VORLIEGENDER TEXT:
===

Die Berliner Zeitung hat am 4.4.23 einen interessanten Artikel veröffentlicht.

Laut einem Gerichtsurteil des Berliner Sozialgerichts ,,dürfen Hartz IV-Empfänger nun auch teurere Wohnungen beziehen. Der Grund: Die Suche nach einer günstigen Wohnung in Berlin sei aussichtslos."

"Das Urteil ist noch nicht rechtskräftig. Wegen der grundsätzlichen Bedeutung hat das Landessozialgericht die Revision zum Bundessozialgericht zugelassen."

https://www.berliner-zeitung.de/news/wohnungssuche-berliner-wohnungsnot-jobcenter-muss-laut-gerichtsurteil-fuer-hartz-4-empfaenger-auch-teurere-mieten-uebernehmen-li.334885

Ich beziehe Bürgergeld., die Miete meiner Wohnung beträgt ca. 530 Euro, das Jobcenter zahlt aber nur den Höchstsatz von ca. 480 Euro. Kann jemand einschätzen, ob es Sinn macht, jetzt auch eine höhere  Miete einzufordern? Sollte ich das ggf. gegenüber dem Jobcenter oder dem Sozialgericht machen?

Ellen_Alien

Ich denke schon, dass das Urteil von grundlegender Bedeutung ist.
ZitatKann jemand einschätzen, ob es Sinn macht, jetzt auch eine höhere  Miete einzufordern? Sollte ich das ggf. gegenüber dem Jobcenter oder dem Sozialgericht machen?

===

DATENSÄTZE:
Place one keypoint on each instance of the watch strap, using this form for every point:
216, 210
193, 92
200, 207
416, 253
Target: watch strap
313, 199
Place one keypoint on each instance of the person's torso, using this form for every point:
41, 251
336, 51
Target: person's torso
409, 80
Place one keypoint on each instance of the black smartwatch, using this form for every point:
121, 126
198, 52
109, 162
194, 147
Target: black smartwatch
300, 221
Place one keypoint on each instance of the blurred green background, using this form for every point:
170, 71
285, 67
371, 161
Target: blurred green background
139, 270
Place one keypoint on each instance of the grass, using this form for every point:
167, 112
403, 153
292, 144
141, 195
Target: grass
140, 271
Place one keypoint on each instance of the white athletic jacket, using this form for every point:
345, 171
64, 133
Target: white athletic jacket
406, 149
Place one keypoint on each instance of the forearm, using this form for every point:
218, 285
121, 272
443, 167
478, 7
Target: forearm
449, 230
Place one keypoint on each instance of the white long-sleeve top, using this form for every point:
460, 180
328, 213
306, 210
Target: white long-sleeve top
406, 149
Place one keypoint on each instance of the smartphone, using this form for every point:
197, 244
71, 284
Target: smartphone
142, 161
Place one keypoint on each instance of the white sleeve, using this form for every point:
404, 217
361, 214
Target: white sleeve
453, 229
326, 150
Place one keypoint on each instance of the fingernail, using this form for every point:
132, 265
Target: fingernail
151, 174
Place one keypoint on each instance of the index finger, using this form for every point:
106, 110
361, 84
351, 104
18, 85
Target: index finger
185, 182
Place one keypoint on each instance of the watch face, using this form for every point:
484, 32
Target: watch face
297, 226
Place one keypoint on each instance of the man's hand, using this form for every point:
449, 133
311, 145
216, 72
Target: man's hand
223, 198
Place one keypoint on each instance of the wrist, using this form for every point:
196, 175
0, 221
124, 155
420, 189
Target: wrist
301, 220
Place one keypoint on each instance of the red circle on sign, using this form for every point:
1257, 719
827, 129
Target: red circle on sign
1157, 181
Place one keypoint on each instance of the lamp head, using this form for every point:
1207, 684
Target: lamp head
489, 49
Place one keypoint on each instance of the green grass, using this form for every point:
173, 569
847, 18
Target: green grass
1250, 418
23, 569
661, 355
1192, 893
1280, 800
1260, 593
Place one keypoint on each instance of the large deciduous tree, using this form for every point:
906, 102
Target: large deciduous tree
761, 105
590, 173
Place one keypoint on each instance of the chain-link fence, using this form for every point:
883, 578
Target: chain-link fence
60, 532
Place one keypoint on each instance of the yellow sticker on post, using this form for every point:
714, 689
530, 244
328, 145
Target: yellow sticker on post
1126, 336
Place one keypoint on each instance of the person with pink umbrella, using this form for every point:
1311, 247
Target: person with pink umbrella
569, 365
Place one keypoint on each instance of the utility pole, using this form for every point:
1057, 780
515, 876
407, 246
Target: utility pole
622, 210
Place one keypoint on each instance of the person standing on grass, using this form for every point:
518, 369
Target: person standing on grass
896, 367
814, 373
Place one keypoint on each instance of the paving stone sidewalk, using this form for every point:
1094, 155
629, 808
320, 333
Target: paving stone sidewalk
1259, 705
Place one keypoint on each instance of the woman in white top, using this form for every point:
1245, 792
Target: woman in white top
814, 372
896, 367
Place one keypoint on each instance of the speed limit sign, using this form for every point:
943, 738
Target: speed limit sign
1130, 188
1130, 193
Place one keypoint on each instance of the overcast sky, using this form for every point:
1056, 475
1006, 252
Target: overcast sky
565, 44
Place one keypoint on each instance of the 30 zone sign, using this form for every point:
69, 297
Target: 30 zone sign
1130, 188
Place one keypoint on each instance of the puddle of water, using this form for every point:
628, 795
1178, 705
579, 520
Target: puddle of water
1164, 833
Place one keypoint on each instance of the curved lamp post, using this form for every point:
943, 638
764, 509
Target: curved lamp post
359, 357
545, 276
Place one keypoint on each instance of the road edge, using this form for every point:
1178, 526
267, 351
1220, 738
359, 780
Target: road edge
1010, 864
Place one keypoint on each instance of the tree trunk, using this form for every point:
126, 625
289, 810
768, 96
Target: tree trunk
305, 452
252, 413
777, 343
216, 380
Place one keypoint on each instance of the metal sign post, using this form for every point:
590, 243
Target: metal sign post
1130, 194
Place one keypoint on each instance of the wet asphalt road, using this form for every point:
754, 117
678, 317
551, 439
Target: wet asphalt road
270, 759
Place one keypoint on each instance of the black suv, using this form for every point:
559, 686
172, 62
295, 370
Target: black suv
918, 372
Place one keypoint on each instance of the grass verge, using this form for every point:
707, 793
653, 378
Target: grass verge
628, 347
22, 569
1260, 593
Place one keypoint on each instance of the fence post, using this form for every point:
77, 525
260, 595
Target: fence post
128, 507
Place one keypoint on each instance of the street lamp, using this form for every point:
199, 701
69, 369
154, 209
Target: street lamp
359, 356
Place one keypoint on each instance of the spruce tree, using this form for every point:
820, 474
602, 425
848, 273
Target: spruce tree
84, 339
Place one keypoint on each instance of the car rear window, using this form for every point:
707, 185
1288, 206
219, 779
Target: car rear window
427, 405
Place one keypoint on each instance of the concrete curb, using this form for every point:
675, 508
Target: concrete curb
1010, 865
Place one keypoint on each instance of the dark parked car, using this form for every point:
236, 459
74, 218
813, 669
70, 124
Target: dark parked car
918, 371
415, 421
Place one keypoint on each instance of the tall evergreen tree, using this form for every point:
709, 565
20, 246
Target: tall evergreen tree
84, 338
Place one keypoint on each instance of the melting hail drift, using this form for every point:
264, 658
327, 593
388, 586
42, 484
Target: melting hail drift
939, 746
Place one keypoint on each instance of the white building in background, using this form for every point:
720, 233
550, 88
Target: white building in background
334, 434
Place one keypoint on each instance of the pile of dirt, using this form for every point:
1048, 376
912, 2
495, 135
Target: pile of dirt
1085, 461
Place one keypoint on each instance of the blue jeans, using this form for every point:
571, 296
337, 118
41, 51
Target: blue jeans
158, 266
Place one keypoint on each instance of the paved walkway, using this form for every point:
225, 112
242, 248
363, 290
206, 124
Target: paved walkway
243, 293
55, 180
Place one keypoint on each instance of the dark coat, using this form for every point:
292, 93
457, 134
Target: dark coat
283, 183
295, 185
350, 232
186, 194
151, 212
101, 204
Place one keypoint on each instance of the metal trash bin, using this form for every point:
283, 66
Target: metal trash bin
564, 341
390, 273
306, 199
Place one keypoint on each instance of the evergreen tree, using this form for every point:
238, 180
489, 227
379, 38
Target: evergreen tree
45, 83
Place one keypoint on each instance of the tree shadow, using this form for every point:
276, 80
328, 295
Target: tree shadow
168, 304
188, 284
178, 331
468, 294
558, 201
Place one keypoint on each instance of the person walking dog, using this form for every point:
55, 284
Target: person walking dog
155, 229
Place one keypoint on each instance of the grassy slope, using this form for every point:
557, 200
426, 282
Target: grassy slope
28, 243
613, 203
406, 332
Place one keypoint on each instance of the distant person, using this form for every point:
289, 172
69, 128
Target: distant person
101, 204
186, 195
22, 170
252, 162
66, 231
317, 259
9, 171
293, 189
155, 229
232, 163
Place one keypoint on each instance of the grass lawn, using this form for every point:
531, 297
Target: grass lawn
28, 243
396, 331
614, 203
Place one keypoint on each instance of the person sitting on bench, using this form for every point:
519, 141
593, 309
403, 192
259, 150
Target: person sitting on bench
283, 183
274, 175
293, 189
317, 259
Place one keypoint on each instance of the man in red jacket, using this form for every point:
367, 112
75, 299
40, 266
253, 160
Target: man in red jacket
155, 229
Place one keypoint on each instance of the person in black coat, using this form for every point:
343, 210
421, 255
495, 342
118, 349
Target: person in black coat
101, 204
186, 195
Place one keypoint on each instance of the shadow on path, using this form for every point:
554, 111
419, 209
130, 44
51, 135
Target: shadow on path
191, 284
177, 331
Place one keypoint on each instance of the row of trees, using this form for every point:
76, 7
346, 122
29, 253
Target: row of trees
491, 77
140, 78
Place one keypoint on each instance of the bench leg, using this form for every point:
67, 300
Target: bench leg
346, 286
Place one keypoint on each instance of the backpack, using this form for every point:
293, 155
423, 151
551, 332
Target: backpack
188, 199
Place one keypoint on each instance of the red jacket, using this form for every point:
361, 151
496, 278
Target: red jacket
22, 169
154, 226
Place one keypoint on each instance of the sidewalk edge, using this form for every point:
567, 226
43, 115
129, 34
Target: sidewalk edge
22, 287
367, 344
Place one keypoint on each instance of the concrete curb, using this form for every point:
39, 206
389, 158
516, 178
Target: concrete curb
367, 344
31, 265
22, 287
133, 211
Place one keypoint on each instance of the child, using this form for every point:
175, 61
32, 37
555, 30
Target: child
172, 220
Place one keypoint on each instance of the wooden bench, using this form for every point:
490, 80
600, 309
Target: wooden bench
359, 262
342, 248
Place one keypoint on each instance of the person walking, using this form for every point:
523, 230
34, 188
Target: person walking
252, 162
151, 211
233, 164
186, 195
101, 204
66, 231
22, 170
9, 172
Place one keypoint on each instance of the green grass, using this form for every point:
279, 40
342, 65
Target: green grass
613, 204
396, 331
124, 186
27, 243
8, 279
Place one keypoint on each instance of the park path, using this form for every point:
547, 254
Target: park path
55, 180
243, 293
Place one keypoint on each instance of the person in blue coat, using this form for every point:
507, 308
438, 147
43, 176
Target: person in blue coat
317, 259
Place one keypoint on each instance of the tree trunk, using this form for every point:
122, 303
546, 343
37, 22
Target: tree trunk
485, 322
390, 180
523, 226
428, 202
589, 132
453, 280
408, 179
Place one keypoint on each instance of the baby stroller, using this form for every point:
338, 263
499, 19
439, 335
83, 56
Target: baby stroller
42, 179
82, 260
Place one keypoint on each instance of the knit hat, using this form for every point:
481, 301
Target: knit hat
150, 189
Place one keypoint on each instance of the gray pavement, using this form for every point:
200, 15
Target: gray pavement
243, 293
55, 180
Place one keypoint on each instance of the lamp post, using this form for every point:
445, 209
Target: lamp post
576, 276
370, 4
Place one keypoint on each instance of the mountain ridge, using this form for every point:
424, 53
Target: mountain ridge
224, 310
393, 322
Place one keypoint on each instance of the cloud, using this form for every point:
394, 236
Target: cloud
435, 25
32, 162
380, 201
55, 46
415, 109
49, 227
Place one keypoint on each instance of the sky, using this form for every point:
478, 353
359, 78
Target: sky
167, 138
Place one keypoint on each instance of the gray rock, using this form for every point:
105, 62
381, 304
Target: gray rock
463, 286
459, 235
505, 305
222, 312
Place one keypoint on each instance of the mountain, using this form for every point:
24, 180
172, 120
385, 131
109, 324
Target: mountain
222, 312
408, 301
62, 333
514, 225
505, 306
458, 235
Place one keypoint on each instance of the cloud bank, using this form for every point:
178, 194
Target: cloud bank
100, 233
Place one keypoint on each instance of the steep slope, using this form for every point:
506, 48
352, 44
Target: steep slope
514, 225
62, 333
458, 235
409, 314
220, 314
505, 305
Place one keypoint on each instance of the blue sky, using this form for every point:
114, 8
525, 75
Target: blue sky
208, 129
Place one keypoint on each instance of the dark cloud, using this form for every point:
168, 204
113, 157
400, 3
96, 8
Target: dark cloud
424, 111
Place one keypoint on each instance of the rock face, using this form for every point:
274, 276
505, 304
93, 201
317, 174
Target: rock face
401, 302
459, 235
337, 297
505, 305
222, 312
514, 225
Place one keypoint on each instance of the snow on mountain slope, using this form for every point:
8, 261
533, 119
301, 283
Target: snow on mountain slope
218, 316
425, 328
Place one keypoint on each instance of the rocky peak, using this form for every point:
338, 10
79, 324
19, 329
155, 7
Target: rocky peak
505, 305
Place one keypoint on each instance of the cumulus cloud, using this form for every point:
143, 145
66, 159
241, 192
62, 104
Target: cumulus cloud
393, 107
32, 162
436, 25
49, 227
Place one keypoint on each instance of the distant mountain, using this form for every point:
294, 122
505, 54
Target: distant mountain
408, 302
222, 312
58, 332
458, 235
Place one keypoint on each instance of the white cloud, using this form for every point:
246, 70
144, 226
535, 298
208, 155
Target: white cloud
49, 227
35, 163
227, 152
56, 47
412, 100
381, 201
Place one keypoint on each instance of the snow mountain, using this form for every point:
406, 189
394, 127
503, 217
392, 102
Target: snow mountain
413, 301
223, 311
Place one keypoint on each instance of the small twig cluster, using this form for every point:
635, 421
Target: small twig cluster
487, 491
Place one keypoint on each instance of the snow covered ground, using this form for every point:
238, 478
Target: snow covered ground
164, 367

===

AUFGABE:
Schreiben Sie den Text zum Berliner Gerichtsurteil über höhere Mieten für Hartz-IV-Empfänger im Anschluss an seinen letzten Satz weiter. Die Zeilen werden hierfür nicht gebraucht.

ERGEBNIS:
Klar kannst du es probieren. Dazu musst du schon den gängigen Verfahrensweg einhalten. Widerspruch gegen den Bescheid beim Jobcenter, danach ggf. Klage beim Sozialgericht.

Bedenken musst du dabei, dass (den Artikel hat jemand anderes bereits im Nachrichtenbereich gepostet, da etwas ausführlicher) es um einen strittigen Zeitraum von 2015/16 ging und das Urteil dazu jetzt kam. Auch schien die Beweisführung ziemlicher Aufwand zu sein. Das käme dann alles auf dich zu. Musst du entscheiden, ob es dir das wert ist.

Filip2610

Danke. Vermute mal, dass sich in den letzten acht Jahren die Miet-Situation in Berlin weiter verschlechtert und nicht verbessert hat. Vielleicht könnte man sich in Sachen Beweisführung einfach auf das Gerichtsurteil stützen und dann das Jobcenter bzw. dann das Sozialgericht machen lassen. Denke ich werde, falls es zu einem neuen Bescheid kommen sollte, Einspruch ergeben. 50 Euro pro Monat machen sehr viel aus.

JensM1

Warum bist du in die Wohnung eingezogen, geht um Klärung Umzugserfordernis. Oder ist jemand ausgezogen oder hat sich die vorher angemessene Miete aufgrund von Mieterhöhungen in eine nicht angemessene Miete geändert?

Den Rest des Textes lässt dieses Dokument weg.